### YOUR INSTRUCTIONS
Copy the entries below without changes, starting at the first line and ending with the line that contains "480 665 585 730", including both of those lines.

### PROVIDED RECORDS
- - - - -
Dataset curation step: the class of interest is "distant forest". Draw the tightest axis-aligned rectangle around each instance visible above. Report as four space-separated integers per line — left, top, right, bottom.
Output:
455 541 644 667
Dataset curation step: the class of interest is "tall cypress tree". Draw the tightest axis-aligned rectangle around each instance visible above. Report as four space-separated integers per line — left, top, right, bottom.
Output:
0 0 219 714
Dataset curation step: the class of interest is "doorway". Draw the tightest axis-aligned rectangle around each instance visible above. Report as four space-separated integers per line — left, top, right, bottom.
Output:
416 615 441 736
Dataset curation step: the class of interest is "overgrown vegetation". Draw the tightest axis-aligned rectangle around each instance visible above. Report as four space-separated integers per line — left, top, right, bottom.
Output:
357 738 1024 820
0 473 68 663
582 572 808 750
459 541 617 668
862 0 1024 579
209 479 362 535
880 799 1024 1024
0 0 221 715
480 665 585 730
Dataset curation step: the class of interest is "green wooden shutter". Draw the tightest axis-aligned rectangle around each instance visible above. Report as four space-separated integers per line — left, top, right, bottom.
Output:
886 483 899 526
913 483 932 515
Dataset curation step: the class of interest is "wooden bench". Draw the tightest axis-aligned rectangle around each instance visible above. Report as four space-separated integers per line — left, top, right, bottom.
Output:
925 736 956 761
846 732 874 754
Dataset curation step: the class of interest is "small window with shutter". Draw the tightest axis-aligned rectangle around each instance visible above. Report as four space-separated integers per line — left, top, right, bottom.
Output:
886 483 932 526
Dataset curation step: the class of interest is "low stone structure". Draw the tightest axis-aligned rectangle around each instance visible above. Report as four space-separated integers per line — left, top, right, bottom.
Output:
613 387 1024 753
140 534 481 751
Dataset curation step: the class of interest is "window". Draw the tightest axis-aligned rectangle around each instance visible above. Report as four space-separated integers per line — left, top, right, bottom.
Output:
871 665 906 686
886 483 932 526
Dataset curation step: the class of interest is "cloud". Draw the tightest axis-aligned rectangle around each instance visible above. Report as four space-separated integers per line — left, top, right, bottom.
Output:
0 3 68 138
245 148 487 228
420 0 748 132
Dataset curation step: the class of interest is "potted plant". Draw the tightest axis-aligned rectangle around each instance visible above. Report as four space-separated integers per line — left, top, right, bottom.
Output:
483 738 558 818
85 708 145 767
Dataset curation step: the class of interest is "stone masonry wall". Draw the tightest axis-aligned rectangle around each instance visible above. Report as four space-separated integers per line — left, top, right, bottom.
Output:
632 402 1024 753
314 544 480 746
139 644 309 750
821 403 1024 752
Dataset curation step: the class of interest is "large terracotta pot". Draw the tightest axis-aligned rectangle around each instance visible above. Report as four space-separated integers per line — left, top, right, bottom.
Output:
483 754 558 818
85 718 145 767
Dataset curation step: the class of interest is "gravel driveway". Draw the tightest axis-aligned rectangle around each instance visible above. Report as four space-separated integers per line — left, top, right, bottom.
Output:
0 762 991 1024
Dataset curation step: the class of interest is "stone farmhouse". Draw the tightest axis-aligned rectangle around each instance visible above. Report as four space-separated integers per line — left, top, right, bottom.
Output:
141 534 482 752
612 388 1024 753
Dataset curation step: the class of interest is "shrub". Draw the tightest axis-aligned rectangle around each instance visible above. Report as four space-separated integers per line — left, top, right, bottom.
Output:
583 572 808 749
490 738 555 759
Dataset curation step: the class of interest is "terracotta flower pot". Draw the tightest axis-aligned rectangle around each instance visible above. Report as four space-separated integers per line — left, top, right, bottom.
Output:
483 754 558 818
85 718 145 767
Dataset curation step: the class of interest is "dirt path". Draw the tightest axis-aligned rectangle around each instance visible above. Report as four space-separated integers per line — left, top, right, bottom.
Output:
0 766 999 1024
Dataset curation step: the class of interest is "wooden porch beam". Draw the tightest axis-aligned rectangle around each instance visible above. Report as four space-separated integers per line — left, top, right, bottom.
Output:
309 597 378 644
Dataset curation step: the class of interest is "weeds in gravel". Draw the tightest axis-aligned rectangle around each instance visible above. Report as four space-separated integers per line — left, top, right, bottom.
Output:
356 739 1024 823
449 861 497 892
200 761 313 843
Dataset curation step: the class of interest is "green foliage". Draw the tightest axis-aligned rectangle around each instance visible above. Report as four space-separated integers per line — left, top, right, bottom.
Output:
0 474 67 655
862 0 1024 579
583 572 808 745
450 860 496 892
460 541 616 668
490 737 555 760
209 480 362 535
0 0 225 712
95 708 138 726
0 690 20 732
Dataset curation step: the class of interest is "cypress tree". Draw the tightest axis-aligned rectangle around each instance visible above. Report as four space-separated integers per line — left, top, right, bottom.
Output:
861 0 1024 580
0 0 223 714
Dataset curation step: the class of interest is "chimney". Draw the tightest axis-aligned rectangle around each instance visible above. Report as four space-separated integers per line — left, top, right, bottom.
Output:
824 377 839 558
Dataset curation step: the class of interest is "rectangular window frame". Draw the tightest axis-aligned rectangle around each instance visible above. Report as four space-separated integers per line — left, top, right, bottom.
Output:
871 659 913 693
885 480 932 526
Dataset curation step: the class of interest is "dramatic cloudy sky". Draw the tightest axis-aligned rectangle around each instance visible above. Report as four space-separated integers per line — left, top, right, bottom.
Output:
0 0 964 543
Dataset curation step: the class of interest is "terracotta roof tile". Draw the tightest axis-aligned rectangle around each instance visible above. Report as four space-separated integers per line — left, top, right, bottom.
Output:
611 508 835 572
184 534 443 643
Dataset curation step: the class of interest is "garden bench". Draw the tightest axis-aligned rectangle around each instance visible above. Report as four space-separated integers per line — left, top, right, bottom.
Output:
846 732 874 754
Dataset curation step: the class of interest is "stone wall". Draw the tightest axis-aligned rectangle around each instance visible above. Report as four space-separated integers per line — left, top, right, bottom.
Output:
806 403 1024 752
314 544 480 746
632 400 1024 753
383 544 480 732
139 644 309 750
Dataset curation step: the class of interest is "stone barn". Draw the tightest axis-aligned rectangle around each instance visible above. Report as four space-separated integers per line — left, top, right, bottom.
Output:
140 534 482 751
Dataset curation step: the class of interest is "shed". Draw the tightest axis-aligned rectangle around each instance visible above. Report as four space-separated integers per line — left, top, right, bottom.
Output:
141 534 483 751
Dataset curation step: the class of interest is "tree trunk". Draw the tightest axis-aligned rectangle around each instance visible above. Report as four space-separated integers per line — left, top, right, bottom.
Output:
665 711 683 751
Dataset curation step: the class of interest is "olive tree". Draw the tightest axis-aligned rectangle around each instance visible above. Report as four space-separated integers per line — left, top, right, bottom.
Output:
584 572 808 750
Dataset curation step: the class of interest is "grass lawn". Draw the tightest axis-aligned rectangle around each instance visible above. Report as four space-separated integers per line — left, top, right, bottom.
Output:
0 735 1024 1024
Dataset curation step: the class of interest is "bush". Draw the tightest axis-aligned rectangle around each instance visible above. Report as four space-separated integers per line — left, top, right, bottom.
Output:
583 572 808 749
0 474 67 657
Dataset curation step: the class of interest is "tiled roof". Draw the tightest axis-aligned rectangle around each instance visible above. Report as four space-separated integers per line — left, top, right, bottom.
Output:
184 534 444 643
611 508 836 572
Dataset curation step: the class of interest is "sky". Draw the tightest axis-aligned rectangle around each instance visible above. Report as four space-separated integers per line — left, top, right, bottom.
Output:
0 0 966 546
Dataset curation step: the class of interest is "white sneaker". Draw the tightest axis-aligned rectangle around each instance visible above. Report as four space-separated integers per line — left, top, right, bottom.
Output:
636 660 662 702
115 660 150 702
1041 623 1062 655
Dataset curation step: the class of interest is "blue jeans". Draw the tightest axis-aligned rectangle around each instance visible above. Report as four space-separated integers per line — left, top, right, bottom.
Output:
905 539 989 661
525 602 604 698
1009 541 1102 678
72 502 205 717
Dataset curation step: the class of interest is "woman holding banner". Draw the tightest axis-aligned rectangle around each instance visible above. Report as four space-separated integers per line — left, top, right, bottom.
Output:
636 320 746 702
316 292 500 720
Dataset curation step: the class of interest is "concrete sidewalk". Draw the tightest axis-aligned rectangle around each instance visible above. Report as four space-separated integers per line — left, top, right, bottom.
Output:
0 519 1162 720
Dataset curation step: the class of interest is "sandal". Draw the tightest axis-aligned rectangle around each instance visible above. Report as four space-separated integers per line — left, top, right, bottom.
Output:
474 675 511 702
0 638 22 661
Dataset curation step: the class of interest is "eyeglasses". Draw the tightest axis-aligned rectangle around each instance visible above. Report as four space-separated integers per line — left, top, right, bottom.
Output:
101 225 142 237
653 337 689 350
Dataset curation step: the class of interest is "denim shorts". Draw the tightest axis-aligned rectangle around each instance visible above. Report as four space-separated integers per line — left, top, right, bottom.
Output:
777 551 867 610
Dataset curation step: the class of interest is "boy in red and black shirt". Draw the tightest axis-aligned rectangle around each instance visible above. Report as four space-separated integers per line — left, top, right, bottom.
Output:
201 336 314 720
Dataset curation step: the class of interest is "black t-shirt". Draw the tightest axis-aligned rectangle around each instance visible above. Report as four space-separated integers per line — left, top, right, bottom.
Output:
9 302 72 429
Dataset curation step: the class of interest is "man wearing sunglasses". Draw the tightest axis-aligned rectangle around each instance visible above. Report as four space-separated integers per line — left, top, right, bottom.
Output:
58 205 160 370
- - - - -
### EXERCISE ANSWER
Dataset curation step: the class of interest is "distant forest". Draw the tightest axis-aligned rectangle around each instance visible above. Report as four space-separated integers per line — left, top, right, bottom.
Output:
455 541 644 667
Dataset curation step: the class of interest is "tall cypress tree". Draw the tightest axis-aligned rectangle around each instance visible above. Report as four space-separated integers per line — left, top, right, bottom.
Output:
0 0 219 714
Dataset curation step: the class of interest is "doorway". Draw the tightest axis-aligned rectangle around each instance visible above. Report as four space-separated integers per line — left, top, right, bottom.
Output:
416 615 441 736
Dataset curation step: the class of interest is "overgrown vegetation". Draw the tightest axis-aligned rectangle around each instance visible above. Report as four space-separated integers per line — left, top, right, bottom.
Output:
357 738 1024 820
0 473 68 663
582 572 808 750
459 541 617 668
862 0 1024 579
209 479 362 535
880 799 1024 1024
0 0 221 715
480 665 585 730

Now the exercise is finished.